▶ Excerpted records:
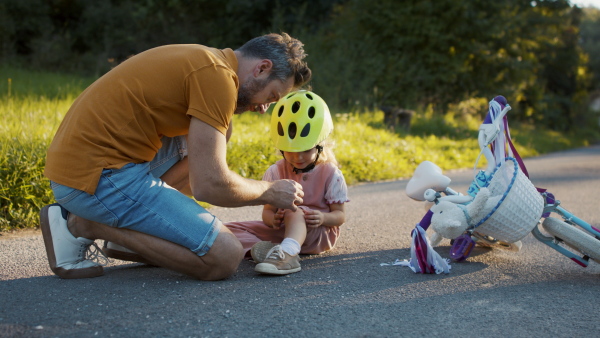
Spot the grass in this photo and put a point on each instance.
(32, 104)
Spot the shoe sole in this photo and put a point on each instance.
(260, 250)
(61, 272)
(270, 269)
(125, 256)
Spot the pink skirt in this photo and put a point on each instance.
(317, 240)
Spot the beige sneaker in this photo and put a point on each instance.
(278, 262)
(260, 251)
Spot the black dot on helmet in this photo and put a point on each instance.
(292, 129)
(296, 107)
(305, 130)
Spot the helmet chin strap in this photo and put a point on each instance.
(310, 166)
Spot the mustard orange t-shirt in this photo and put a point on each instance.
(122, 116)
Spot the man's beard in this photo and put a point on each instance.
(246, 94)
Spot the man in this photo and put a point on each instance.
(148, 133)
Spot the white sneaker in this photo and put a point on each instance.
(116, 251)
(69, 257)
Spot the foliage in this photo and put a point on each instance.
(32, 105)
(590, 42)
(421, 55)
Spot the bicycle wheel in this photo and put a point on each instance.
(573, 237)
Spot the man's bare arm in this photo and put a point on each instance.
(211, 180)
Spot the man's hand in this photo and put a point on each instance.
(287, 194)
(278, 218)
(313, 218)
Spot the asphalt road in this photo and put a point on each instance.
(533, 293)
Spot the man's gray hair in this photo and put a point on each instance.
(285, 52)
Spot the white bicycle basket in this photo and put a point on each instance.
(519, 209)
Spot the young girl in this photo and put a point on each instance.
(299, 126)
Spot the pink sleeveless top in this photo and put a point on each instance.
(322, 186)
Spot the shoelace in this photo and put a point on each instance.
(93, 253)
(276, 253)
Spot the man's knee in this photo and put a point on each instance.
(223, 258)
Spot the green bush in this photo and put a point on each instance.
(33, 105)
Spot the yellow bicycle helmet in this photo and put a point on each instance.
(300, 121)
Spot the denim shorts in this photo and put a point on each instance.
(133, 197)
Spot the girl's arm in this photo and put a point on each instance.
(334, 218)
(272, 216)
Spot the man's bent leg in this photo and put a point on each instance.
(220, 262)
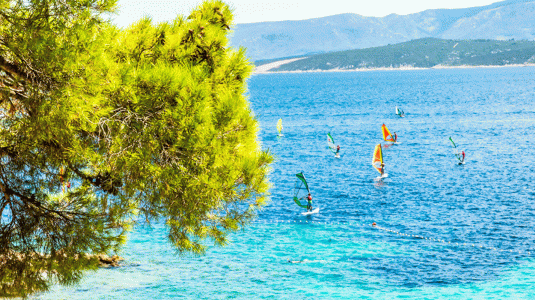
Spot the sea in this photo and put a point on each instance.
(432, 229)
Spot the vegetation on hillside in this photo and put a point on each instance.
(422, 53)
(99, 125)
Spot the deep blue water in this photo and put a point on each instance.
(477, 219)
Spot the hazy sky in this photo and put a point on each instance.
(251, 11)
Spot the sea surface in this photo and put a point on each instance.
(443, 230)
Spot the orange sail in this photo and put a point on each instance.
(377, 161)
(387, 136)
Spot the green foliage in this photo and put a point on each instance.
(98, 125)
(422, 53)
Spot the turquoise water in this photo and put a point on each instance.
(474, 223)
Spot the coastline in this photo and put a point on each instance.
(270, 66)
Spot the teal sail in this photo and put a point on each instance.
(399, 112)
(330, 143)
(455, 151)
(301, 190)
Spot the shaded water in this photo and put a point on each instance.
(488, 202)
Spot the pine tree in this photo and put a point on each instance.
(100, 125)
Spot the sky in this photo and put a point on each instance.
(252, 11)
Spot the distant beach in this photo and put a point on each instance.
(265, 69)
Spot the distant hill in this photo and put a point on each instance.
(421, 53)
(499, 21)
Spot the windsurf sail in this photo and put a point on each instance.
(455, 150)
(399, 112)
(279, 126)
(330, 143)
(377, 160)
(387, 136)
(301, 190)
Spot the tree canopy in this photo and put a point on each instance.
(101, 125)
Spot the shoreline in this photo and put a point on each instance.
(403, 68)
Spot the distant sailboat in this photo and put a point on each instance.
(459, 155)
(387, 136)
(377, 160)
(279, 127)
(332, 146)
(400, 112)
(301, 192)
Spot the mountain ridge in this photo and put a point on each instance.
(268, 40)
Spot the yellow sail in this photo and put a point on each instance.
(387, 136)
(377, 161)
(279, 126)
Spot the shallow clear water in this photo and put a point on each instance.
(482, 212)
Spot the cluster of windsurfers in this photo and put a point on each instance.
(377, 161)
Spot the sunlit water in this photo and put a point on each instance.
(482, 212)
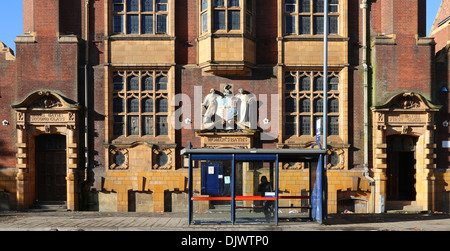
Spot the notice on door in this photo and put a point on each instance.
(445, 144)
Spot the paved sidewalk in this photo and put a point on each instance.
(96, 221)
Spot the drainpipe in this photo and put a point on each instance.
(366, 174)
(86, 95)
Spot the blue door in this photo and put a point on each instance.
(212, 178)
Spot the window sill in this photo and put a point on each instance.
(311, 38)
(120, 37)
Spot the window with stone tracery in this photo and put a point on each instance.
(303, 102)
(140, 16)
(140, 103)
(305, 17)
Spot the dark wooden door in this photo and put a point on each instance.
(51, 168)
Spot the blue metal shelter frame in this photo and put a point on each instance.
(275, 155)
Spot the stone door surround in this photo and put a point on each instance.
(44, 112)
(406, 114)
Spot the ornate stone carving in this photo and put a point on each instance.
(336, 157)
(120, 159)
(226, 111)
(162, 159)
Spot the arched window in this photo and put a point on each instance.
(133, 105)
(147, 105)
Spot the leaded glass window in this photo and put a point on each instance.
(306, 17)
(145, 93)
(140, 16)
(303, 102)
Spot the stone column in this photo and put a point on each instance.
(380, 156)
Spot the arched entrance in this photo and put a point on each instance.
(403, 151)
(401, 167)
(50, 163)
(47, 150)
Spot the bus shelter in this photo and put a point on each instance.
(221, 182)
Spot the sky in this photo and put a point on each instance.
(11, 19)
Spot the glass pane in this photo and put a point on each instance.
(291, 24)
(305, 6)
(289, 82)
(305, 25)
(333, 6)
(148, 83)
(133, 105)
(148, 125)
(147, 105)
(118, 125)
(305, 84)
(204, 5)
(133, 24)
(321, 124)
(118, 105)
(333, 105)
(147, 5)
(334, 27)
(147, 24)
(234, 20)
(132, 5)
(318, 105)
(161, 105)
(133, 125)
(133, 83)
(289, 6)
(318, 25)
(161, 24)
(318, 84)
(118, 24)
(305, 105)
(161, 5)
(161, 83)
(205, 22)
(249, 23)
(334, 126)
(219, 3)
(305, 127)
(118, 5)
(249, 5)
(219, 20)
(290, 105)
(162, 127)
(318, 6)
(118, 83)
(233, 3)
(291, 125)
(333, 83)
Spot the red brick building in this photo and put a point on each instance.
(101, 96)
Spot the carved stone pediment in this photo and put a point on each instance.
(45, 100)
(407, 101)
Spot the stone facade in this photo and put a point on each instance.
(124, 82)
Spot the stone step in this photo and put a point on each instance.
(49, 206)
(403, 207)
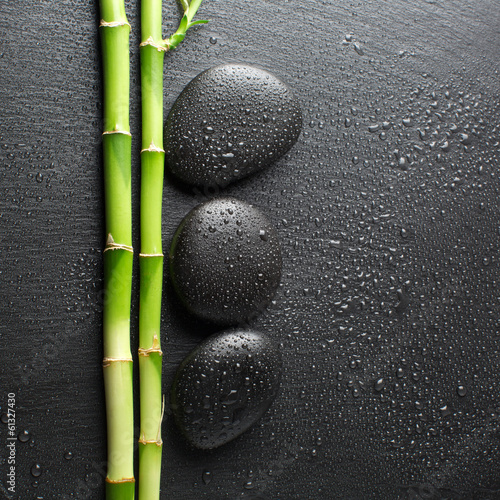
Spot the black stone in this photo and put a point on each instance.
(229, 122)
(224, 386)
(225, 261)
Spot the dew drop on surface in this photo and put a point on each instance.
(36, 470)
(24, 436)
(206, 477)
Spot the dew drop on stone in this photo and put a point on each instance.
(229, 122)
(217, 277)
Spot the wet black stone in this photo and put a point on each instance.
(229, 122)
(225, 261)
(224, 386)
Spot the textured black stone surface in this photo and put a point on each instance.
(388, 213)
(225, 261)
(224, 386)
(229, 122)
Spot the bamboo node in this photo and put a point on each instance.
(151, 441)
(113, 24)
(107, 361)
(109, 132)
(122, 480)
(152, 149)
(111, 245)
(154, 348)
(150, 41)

▶ Your instructions:
Please reproduce every record exactly, leaving the pictures out.

▶ Solution for this problem:
Spot the grass in this photo and put a point on each instance.
(32, 104)
Spot the shoe sole in this photo and put a point on each instance.
(260, 250)
(61, 272)
(270, 269)
(125, 256)
Spot the pink skirt in this photo and put a point on each instance.
(317, 240)
Spot the beige sneaker in this photo and put a point on each instance.
(278, 262)
(260, 251)
Spot the black dot on helmet in this photo and put a point on each instance.
(292, 129)
(296, 107)
(305, 130)
Spot the helmet chin strap in this photo and put a point on each instance.
(310, 166)
Spot the mustard orange t-shirt in this photo and put a point on each instance.
(122, 116)
Spot the man's beard in this photo and put a point on each instance.
(246, 94)
Spot the man in this photo and put a point on each instance.
(148, 133)
Spot the white sneaker in this photo and put a point on each instance.
(116, 251)
(69, 257)
Spot the foliage in this photo and put a point on each instance.
(32, 105)
(590, 42)
(421, 55)
Spot the bicycle wheel in this photo and put a point on each instance.
(573, 237)
Spot the man's bare arm in this photo and put a point on each instance.
(211, 180)
Spot the man's hand in this photo and put a point on each instance.
(287, 194)
(278, 218)
(313, 218)
Spot the asphalt road in this photo and put a point on each instance.
(533, 293)
Spot the man's gray hair in this photo and put a point on each instance.
(285, 52)
Spot the white bicycle basket in this photo and put a point on each instance.
(519, 209)
Spot the young girl in this photo and put a point on each instance.
(299, 126)
Spot the pink sleeveless top in this photo and put a point on each instance.
(322, 186)
Spot the shoelace in this photo and put a point on each instance.
(93, 253)
(276, 253)
Spot the man's knee in this photo and put a point on each instance.
(223, 258)
Spot the green bush in this photo and put a point on each instance.
(33, 105)
Spot the yellow bicycle helmet in this photo and put a point on each instance.
(300, 121)
Spot the denim shorts in this photo and put a point on each instance.
(133, 197)
Spot the girl's arm in this photo and put a point on each instance.
(334, 218)
(272, 216)
Spot the man's bent leg in this photo and put a point on each instance.
(220, 262)
Spot the sea in this photo and put a point on each instance.
(432, 229)
Spot the vegetation on hillside in this photo and put a point on each instance.
(422, 53)
(99, 125)
Spot the deep blue water in this photo and put a point on each instance.
(477, 219)
Spot the hazy sky in this photo and put a point on each instance.
(251, 11)
Spot the sea surface in this photo and put a point on each instance.
(443, 230)
Spot the orange sail in this photo and put a point on each instance.
(377, 161)
(387, 136)
Spot the green foliage in this photo and put a point on each instance.
(98, 125)
(422, 53)
Spot the turquoise water in this photo and put a point on each instance.
(474, 223)
Spot the coastline in this photo and put a point on each instance.
(270, 66)
Spot the teal sail in this photo and put a point on each instance.
(399, 112)
(330, 143)
(455, 151)
(301, 190)
Spot the shaded water in this photo and put a point on each instance.
(488, 202)
Spot the pine tree in this photo and put a point on each instance.
(100, 125)
Spot the sky in this photo and put a point on each instance.
(252, 11)
Spot the distant beach in this photo and put a point on each instance.
(265, 69)
Spot the distant hill in this photo and put a point on each instance.
(421, 53)
(499, 21)
Spot the windsurf sail in this photo and put a point on each instance.
(455, 150)
(399, 112)
(279, 126)
(330, 143)
(377, 160)
(387, 136)
(301, 190)
Spot the tree canopy in this photo and put a point on each instance.
(101, 125)
Spot the shoreline in this photo and put a point on each instance.
(403, 68)
Spot the distant sailboat in this photo and put a point on each instance.
(459, 155)
(387, 136)
(377, 160)
(279, 127)
(332, 146)
(400, 112)
(301, 192)
Spot the mountain ridge in this photo and put a point on each instance.
(268, 40)
Spot the yellow sail in this photo and put a point on each instance.
(387, 136)
(377, 161)
(279, 126)
Spot the shallow clear water in this photo and put a point on each instance.
(482, 212)
Spot the cluster of windsurfers in this photo and put a point on each instance.
(377, 161)
Spot the sunlit water in this photo and put a point on each instance.
(482, 212)
Spot the notice on door in this photo and put a point on each instance.
(445, 144)
Spot the paved sidewalk in this photo and put a point on each instance.
(96, 221)
Spot the drainpipe in this photo and put a point on each instance.
(366, 174)
(86, 95)
Spot the blue door in this photo and put a point on each instance.
(212, 178)
Spot the window sill in this photo and put a point on each instance.
(311, 38)
(120, 37)
Spot the window with stone tracery in this photo and put a point on each instance.
(303, 102)
(140, 16)
(140, 103)
(305, 17)
Spot the dark wooden door in this photo and put a point on each instance.
(51, 168)
Spot the blue metal shelter frame in this photo and put a point on each instance.
(275, 155)
Spot the stone door surround in this photo and put a point on each instance.
(44, 112)
(406, 114)
Spot the ornate stone carving in this photo and put a point on each instance.
(336, 157)
(120, 159)
(226, 111)
(162, 159)
Spot the arched window in this photo and put a point on each instance.
(133, 105)
(147, 105)
Spot the leaded glass window in this photo and put a point on each instance.
(306, 17)
(145, 93)
(140, 16)
(303, 102)
Spot the stone column in this photo and put a point on each instance.
(380, 156)
Spot the arched entrance in this photo and put a point on each instance.
(403, 151)
(401, 167)
(50, 163)
(47, 150)
Spot the bus shelter in this photo and put a point on each instance.
(221, 182)
Spot the sky in this photo and put a point on each instance.
(11, 19)
Spot the glass pane in this photo and put a point on each instance.
(291, 24)
(305, 6)
(289, 82)
(305, 25)
(333, 6)
(148, 83)
(133, 105)
(148, 125)
(147, 105)
(118, 125)
(305, 84)
(204, 5)
(133, 24)
(321, 124)
(118, 105)
(333, 105)
(147, 5)
(334, 27)
(147, 24)
(234, 20)
(132, 5)
(318, 105)
(161, 105)
(133, 125)
(133, 83)
(289, 6)
(318, 25)
(161, 24)
(318, 84)
(118, 24)
(305, 105)
(161, 5)
(161, 83)
(205, 22)
(249, 23)
(334, 126)
(219, 3)
(305, 127)
(118, 5)
(249, 5)
(219, 20)
(290, 105)
(162, 127)
(318, 6)
(118, 83)
(233, 3)
(291, 125)
(333, 83)
Spot the red brick building in this photo and put a point on each instance.
(101, 96)
Spot the carved stone pediment in this photo and put a point on each instance.
(45, 100)
(407, 101)
Spot the stone facade in this photo and put a point on each instance.
(124, 82)
Spot the stone step in this photo and put a point on each instance.
(49, 206)
(403, 207)
Spot the black stone in this photo and put a point on each instance.
(229, 122)
(224, 386)
(225, 261)
Spot the dew drop on surface in this photo and put a point on each instance.
(36, 470)
(24, 436)
(206, 477)
Spot the dew drop on stone in this photo and put a point on each instance.
(229, 122)
(217, 277)
Spot the wet black stone in this photo and put a point on each instance.
(229, 122)
(225, 261)
(224, 386)
Spot the textured black stone surface in this photo and put a point on each instance.
(388, 213)
(225, 261)
(224, 386)
(229, 122)
Spot the bamboo node in this photo and put a point on each instance.
(151, 441)
(113, 24)
(107, 361)
(109, 132)
(122, 480)
(152, 149)
(111, 245)
(154, 348)
(150, 41)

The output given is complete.